▸ **AIM OF THE TASK**:
Each record below has to be printed verbatim.

(Dataset entries)
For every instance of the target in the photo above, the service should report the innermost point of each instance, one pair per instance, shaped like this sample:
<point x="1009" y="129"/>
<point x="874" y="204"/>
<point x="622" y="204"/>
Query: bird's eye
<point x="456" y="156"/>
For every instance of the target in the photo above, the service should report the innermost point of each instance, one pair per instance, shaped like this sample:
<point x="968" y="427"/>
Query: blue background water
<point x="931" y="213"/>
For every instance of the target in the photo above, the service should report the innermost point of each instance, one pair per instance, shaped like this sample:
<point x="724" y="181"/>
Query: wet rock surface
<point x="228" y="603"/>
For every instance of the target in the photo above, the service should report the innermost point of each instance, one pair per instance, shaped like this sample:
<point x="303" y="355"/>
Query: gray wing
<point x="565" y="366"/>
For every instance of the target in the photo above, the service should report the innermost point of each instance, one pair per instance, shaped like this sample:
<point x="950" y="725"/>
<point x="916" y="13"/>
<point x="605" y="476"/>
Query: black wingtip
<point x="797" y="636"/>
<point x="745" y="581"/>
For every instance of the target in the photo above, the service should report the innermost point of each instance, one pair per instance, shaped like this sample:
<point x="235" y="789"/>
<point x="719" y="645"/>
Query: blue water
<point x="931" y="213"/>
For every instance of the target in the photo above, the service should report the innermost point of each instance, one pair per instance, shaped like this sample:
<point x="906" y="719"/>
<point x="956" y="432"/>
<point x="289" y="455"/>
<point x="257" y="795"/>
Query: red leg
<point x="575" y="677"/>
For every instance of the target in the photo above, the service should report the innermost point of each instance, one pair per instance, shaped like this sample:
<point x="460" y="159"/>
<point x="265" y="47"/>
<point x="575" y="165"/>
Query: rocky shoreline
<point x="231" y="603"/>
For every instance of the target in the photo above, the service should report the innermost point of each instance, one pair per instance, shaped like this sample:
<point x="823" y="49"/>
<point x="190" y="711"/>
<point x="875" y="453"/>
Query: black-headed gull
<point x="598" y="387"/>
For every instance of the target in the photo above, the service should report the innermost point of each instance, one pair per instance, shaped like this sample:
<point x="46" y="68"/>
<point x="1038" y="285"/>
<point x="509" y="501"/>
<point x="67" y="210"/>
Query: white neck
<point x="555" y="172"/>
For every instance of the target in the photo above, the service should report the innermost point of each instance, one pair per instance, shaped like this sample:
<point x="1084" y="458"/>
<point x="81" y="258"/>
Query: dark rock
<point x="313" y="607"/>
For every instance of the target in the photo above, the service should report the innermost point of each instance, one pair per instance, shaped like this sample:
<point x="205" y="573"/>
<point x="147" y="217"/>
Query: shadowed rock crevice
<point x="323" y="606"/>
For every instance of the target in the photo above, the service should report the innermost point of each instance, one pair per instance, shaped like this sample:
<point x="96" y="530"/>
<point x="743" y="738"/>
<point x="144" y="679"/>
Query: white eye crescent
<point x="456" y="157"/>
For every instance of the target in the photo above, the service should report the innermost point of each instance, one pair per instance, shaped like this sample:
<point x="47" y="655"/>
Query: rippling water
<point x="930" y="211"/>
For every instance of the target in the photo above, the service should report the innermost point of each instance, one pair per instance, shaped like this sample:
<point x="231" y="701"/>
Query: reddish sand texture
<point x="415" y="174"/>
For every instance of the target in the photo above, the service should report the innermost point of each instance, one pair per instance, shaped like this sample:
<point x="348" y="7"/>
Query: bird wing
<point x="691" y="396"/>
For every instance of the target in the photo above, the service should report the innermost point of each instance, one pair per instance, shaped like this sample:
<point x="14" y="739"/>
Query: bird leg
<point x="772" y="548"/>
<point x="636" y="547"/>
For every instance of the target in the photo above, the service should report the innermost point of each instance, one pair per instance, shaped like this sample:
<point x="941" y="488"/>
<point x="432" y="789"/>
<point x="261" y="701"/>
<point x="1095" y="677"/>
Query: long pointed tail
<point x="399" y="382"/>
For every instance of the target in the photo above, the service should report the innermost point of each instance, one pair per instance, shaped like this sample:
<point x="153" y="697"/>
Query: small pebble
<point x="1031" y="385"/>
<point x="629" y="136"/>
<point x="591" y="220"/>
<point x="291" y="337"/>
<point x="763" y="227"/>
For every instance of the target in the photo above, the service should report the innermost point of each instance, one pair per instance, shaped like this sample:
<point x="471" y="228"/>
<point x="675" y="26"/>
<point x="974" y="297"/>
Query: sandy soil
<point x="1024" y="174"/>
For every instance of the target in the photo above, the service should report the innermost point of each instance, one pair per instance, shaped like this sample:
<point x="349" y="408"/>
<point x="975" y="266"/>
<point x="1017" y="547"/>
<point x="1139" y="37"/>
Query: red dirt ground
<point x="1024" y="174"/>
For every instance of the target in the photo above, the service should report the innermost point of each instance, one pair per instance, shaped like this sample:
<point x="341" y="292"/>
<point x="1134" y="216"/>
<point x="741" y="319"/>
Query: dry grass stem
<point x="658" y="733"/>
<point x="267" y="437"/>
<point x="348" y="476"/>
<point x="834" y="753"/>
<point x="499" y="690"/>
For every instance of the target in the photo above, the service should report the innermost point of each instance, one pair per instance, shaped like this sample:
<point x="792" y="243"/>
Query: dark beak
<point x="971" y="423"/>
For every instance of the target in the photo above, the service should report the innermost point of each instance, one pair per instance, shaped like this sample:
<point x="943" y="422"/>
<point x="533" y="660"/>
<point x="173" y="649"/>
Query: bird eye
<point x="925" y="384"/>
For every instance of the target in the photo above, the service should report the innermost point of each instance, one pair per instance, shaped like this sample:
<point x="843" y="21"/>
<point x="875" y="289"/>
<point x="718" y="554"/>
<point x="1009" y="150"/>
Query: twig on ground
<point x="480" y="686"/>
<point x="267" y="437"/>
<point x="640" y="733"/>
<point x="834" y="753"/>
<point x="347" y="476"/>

▸ **ANSWER TO THE PROBLEM**:
For every instance of the target in the photo above, the service should report the innermost point of each instance, one pair per instance, shaped like this sample:
<point x="1009" y="129"/>
<point x="874" y="204"/>
<point x="622" y="204"/>
Query: bird's eye
<point x="456" y="156"/>
For every instance of the target in the photo above, the service should report the innermost point of each instance, one pair per instance, shaped like this sample:
<point x="968" y="427"/>
Query: blue background water
<point x="931" y="213"/>
For every instance of the target in the photo above, the service should report the innermost point of each instance, one pair per instance, shaped like this sample:
<point x="724" y="181"/>
Query: wet rock surface
<point x="228" y="603"/>
For every instance of the target in the photo above, the service should report the innermost point of each instance, one pair per instance, shaped like this sample:
<point x="303" y="355"/>
Query: gray wing
<point x="565" y="366"/>
For every instance of the target in the photo above, the service should report the innermost point of each instance, one pair per instance, shaped like this sample:
<point x="950" y="725"/>
<point x="916" y="13"/>
<point x="605" y="476"/>
Query: black wingtip
<point x="797" y="636"/>
<point x="745" y="581"/>
For every instance of the target in the photo above, the service should report the innermost point of each instance, one pair per instance, shaped like this sample:
<point x="235" y="789"/>
<point x="719" y="645"/>
Query: blue water
<point x="931" y="213"/>
For every instance of the target in the photo above, the service should report the innermost point of each instance, one pair per instance, shaped like this sample:
<point x="906" y="719"/>
<point x="956" y="432"/>
<point x="289" y="455"/>
<point x="257" y="795"/>
Query: red leg
<point x="575" y="677"/>
For every instance of the target in the photo above, the service should report the innermost point of each instance, one pair per instance, shaped like this sample:
<point x="460" y="159"/>
<point x="265" y="47"/>
<point x="575" y="165"/>
Query: rocky shoreline
<point x="231" y="603"/>
For every instance of the target in the photo above, the service should report the innermost point of each instance, one pair per instance, shaped like this sample:
<point x="823" y="49"/>
<point x="190" y="711"/>
<point x="875" y="453"/>
Query: black-headed gull
<point x="598" y="387"/>
For every instance of the target in the photo above, the service should report the innermost point of each instance, one pair per instance, shaped like this sample:
<point x="46" y="68"/>
<point x="1038" y="285"/>
<point x="509" y="501"/>
<point x="67" y="210"/>
Query: white neck
<point x="555" y="172"/>
For every instance of the target in the photo above, the service should report the innermost point of each instance, one pair per instance, shaped like this sample:
<point x="1084" y="458"/>
<point x="81" y="258"/>
Query: dark rock
<point x="313" y="607"/>
For every instance of the target in the photo above, the service should report the innermost point of each instance, one pair per instance, shaped like this sample:
<point x="205" y="573"/>
<point x="147" y="217"/>
Query: shadowed rock crevice
<point x="323" y="606"/>
For every instance of the target in the photo above, the service should report the innermost point of each instance, one pair per instance, shaped like this sample:
<point x="96" y="530"/>
<point x="743" y="738"/>
<point x="144" y="679"/>
Query: white eye crescent
<point x="456" y="157"/>
For every instance of the target in the photo above, the service should report the innermost point of each instance, one pair per instance, shaped like this sample:
<point x="47" y="655"/>
Query: rippling water
<point x="930" y="211"/>
For every instance of the target in the photo above, the service should report the innermost point of each instance, one pair per instance, shaped like this sample:
<point x="231" y="701"/>
Query: reddish sand texture
<point x="415" y="174"/>
For every instance of the target in the photo above, the service should report the innermost point of each instance, one pair per instance, shaped like this sample:
<point x="348" y="7"/>
Query: bird wing
<point x="691" y="396"/>
For every instance of the target in the photo above, the service should report the innermost point of each instance, one pair per instance, shaped like this sample:
<point x="14" y="739"/>
Query: bird leg
<point x="772" y="548"/>
<point x="636" y="547"/>
For every instance of the target in the photo above, the service should report the innermost point of each instance, one pair per instance, shaped like this sample:
<point x="941" y="488"/>
<point x="432" y="789"/>
<point x="261" y="701"/>
<point x="1095" y="677"/>
Query: long pointed tail
<point x="399" y="382"/>
For every instance of the target in the photo above, the service should report the innermost point of each instance, one pair per instance, shaped like this sample:
<point x="153" y="697"/>
Query: small pebble
<point x="1031" y="385"/>
<point x="629" y="136"/>
<point x="591" y="220"/>
<point x="291" y="337"/>
<point x="763" y="227"/>
For every instance of the target in the photo above, the service should report the innermost point of each instance, one pair per instance, shaped like this sample:
<point x="471" y="228"/>
<point x="675" y="26"/>
<point x="974" y="297"/>
Query: sandy soil
<point x="1024" y="174"/>
For every instance of the target in the photo above, the service should report the innermost point of each instance, one pair per instance, shaped like this sample:
<point x="349" y="408"/>
<point x="975" y="266"/>
<point x="1017" y="547"/>
<point x="1139" y="37"/>
Query: red dirt ground
<point x="1024" y="174"/>
For every instance of the target in the photo above, the service should report the innermost point of each instance, one pair per instance, shaped like this sample:
<point x="341" y="292"/>
<point x="1134" y="216"/>
<point x="741" y="319"/>
Query: dry grass stem
<point x="658" y="733"/>
<point x="267" y="437"/>
<point x="348" y="476"/>
<point x="834" y="753"/>
<point x="499" y="690"/>
For every instance of the target in the photo above, the service should report the innermost point of each instance, one pair per instance, shaped like this sample:
<point x="792" y="243"/>
Query: dark beak
<point x="971" y="423"/>
For every instance of the target in the photo above, the service should report the innermost point of each instance, one pair per instance, shaped like this sample:
<point x="943" y="422"/>
<point x="533" y="660"/>
<point x="173" y="649"/>
Query: bird eye
<point x="925" y="384"/>
For every instance of the target in the photo above, the service should report the innermost point of each instance, one pair per instance, shaped like this sample:
<point x="843" y="21"/>
<point x="875" y="289"/>
<point x="718" y="554"/>
<point x="1009" y="150"/>
Query: twig on ground
<point x="480" y="686"/>
<point x="267" y="437"/>
<point x="640" y="733"/>
<point x="834" y="753"/>
<point x="347" y="476"/>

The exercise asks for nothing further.